** Tekstfragment **

De Hoge Raad [1] heeft geoordeeld dat onder ‘loon’ in de zin van (de voorloper van) artikel 7:625 BW ‘alle vergoedingen voor in loondienst verrichte werkzaamheden’ dienen te worden verstaan. Daaronder vallen niet alleen het salaris, maar ook vakantietoeslag, de uitkering in geld ter zake van niet-genoten vakantiedagen en een vergoeding voor pensioen.
5.6.
De gevorderde wettelijke verhoging kan op basis van de wet worden toegewezen, omdat de gevorderde bedragen te laat zijn betaald. De kantonrechter ziet in de omstandigheden van het geval wel aanleiding om de wettelijke verhoging te matigen tot 35%. Daarbij speelt onder meer een rol dat van betalingsonwil aan de zijde van [ex-werkgever] niet is gebleken.
Wettelijke rente en buitengerechtelijke incassokosten (G en H)
5.6.
De gevorderde wettelijke rente ex artikel 6:119 BW over het niet ontvangen netto salaris, de vakantietoeslag, de vergoeding voor opgebouwde maar niet opgenomen vakantiedagen en de vergoeding voor pensioen wordt toegewezen vanaf de data van opeisbaarheid.
5.7.
[werkneemster] vordert vergoeding van buitengerechtelijke incassokosten. Het
Besluit vergoeding voor buitengerechtelijke incassokosten (hierna: het Besluit) is
van toepassing. [werkneemster] heeft voldoende gesteld en onderbouwd dat
buitengerechtelijke incassowerkzaamheden zijn verricht. [ex-werkgever] heeft dat ook niet betwist. [werkneemster] heeft daarom recht op een vergoeding voor de kosten van die werkzaamheden
.Doordat niet de gehele vordering van [werkneemster] wordt toegewezen, is het gevorderde bedrag aan buitengerechtelijke incassokosten hoger dan het in het Besluit bepaalde tarief. De kantonrechter zal het bedrag dan ook toewijzen tot het wettelijke tarief passend bij de toegewezen hoofdsom. Daarom zal een bedrag van € 925,52 worden toegewezen. Omdat [werkneemster] niet heeft gesteld dat de schade (de buitengerechtelijke incassokosten) al eerder dan op de datum van de dagvaarding is geleden, zal de gevorderde rente worden toegewezen vanaf de dag van dagvaarding.
Proceskosten (I)
5.7.
[ex-werkgever] is (grotendeels) in het ongelijk gesteld en moet daarom de proceskosten (inclusief nakosten) betalen. De proceskosten van [werkneemster] worden begroot op:
- kosten van de dagvaarding
139,30
- griffierecht
706,00
- salaris gemachtigde
812,00
(2 punten × € 406,00)
- nakosten
135,00
(plus de kosten van betekening zoals vermeld in de beslissing)
Totaal
1.792,30
5.8.
De gevorderde wettelijke rente over de proceskosten wordt toegewezen zoals vermeld in de beslissing.

6.De beslissing

De kantonrechter
6.1.

** Toepassingsopdrachten **
1. Kloppen de volgende stellingen met het vonnis? Antwoord telkens met ja of nee en citeer de beslissende woorden.
(a) De kantonrechter matigt de wettelijke verhoging tot 35%.
(b) Volgens de kantonrechter is gebleken van betalingsonwil bij [ex-werkgever].
(c) De rente over de buitengerechtelijke incassokosten wordt toegewezen vanaf de dag van dagvaarding.
2. Kopieer uit het vonnis alles van "[ex-werkgever] is (grotendeels)" tot en met "in de beslissing)".

** Recordfragmenten **

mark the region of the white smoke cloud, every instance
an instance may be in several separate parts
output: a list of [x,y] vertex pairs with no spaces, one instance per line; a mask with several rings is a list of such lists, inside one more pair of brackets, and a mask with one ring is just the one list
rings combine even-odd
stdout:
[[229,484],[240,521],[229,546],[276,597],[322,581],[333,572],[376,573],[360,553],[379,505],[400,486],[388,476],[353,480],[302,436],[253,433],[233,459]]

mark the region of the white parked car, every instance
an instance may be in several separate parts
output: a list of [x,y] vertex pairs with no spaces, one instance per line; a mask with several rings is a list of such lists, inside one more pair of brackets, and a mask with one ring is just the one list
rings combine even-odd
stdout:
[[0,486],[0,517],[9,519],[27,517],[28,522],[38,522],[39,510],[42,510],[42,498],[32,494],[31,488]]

---

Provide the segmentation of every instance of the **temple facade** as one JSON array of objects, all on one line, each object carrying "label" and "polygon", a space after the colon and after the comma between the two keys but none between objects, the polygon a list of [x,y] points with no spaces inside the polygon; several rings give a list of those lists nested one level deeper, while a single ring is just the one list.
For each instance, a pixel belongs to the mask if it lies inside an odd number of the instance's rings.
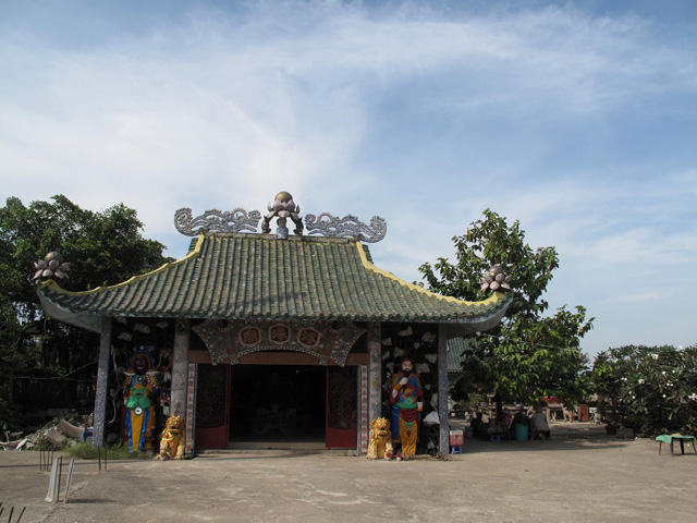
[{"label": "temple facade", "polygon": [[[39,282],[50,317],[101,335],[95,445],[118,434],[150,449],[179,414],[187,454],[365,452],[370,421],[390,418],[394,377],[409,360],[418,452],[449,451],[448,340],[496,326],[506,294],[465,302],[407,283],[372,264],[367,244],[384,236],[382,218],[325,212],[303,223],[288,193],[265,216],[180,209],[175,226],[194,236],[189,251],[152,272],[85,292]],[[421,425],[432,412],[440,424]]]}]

...

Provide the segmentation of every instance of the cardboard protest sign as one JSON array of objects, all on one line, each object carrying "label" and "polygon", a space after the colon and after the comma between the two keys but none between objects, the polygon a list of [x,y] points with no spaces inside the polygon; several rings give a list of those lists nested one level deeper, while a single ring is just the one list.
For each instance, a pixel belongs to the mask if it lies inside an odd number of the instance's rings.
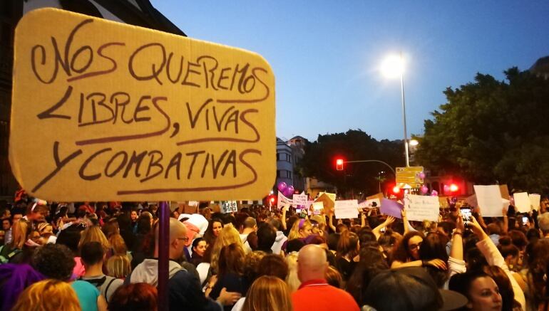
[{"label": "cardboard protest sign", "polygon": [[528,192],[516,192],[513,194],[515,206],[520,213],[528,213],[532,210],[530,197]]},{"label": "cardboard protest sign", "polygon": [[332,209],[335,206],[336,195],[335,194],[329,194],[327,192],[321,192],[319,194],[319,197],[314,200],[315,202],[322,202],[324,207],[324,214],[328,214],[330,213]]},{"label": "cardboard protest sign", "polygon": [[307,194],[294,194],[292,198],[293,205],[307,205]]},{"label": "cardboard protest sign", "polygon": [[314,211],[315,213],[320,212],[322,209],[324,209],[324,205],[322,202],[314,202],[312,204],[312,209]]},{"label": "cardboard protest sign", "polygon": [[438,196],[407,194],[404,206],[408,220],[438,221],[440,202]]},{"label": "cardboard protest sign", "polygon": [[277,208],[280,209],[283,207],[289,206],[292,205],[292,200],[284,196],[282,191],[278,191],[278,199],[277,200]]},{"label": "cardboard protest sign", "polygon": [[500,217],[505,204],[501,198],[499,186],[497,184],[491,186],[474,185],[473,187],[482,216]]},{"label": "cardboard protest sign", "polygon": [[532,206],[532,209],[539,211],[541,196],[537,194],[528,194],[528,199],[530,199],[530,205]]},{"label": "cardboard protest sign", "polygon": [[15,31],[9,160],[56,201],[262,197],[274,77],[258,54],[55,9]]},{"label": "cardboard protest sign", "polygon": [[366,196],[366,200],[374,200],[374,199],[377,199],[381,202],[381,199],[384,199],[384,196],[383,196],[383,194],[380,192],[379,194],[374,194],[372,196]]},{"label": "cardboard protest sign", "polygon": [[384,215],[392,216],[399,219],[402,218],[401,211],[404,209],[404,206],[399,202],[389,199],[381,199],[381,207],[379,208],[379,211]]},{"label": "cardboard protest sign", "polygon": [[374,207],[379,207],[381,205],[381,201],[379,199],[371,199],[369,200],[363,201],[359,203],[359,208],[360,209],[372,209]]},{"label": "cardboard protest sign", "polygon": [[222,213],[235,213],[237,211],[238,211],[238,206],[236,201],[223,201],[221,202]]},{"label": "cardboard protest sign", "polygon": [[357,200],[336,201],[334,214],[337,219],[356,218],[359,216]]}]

** Antwoorden oefening **
1.
(a) Ja: "de wettelijke verhoging te matigen tot 35%"
(b) Nee: "van betalingsonwil aan de zijde van [ex-werkgever] niet is gebleken"
(c) Ja: "zal de gevorderde rente worden toegewezen vanaf de dag van dagvaarding"

2.
[ex-werkgever] is (grotendeels) in het ongelijk gesteld en moet daarom de proceskosten (inclusief nakosten) betalen. De proceskosten van [werkneemster] worden begroot op:
- kosten van de dagvaarding
139,30
- griffierecht
706,00
- salaris gemachtigde
812,00
(2 punten × € 406,00)
- nakosten
135,00
(plus de kosten van betekening zoals vermeld in de beslissing)